[Source extract — start]
Etihad Airways will expand its search for cabin crew to countries in Europe, Asia and Africa over the next eight weeks, after its recruitment drive in Dubai attracted thousands of applicants.
The Abu Dhabi-based airline's recruiters will meet candidates in more than half a dozen countries around the world, including the UK, Italy, Turkey, Lebanon, Jordan, South Africa and Thailand, an Etihad representative told The National on Tuesday.
Etihad Airway's recruitment drive in Dubai on Monday attracted more than 5,000 cabin crew candidates, the representative said. Selected applicants will be invited to attend assessment days on June 14 and June 15.
“We are extremely proud of our cabin crew … and look forward to growing our team as our business rebounds,” the representative said.
Etihad Airways has been in the process of hiring an additional 1,000 employees, from cabin crew to ground staff. At the end of 2021, Etihad's total workforce stood at 12,533 employees.
The airline is expanding its workforce as it ramps up operations in response to a rebound in air travel demand, expectations of a busy summer season and the addition of new Airbus A350 jets to its fleet.
The airlineexpects to deliver a strong performance in the first half of 2022 on higher load factors, strong passenger yields, solid cargo business and lower costs, Tony Douglas, chief executive of the Etihad Aviation Group, told The National in May.
The airline is currently operating three Airbus A350s, after the aircraft's maiden flight on March 31, and plans to introduce two additional A350s into service by the end of the year, Mr Douglas said.
The global aviation industry is recovering from the Covid-19 pandemic that dented demand for air travel, forcing airlines to ground aircraft and lay off workers.
[Source extract — finish]
- **What you need to do**:
1. According to the Etihad article, how many cabin crew candidates did the Monday recruitment drive in Dubai attract?
2. Summarize the Etihad article in two sentences.
3. Quote the stretch of the Etihad article from "Etihad Airway's recruitment" through "and June 15.".
[Data listing — start]
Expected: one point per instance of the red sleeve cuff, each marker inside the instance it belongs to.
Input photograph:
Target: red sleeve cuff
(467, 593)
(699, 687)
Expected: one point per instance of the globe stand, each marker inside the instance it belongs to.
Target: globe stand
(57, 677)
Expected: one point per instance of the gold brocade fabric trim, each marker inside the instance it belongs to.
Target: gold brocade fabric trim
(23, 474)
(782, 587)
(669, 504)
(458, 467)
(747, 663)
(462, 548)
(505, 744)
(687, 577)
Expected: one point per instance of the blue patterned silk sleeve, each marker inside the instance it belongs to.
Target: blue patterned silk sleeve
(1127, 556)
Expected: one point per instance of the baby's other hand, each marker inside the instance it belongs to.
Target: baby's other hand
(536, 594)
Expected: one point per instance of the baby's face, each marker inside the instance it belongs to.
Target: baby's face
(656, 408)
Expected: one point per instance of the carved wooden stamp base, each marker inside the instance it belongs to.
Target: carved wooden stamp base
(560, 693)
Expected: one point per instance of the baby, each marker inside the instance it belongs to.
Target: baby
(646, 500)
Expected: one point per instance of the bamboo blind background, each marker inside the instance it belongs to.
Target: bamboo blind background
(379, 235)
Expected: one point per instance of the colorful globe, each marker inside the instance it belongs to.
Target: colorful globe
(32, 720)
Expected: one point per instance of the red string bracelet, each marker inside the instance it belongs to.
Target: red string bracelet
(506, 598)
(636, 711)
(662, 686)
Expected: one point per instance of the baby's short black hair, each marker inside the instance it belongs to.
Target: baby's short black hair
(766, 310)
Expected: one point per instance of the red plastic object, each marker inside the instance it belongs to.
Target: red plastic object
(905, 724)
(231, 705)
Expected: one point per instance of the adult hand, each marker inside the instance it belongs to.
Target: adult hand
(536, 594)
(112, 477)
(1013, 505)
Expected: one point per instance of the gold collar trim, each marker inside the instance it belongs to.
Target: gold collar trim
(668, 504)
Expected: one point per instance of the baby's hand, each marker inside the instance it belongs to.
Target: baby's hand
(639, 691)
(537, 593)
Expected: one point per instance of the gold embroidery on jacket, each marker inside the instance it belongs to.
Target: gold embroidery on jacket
[Data listing — finish]
- **List of solutions**:
1. More than 5,000 candidates.

2. After a Dubai recruitment drive drew more than 5,000 cabin crew candidates, Etihad Airways will look for cabin crew in countries across Europe, Asia and Africa, including the UK, Italy, Turkey, Lebanon, Jordan, South Africa and Thailand, over the next eight weeks. The airline is hiring an additional 1,000 employees as it ramps up operations in response to rebounding air travel demand, an expected busy summer and new Airbus A350 jets joining its fleet.

3.
Etihad Airway's recruitment drive in Dubai on Monday attracted more than 5,000 cabin crew candidates, the representative said. Selected applicants will be invited to attend assessment days on June 14 and June 15.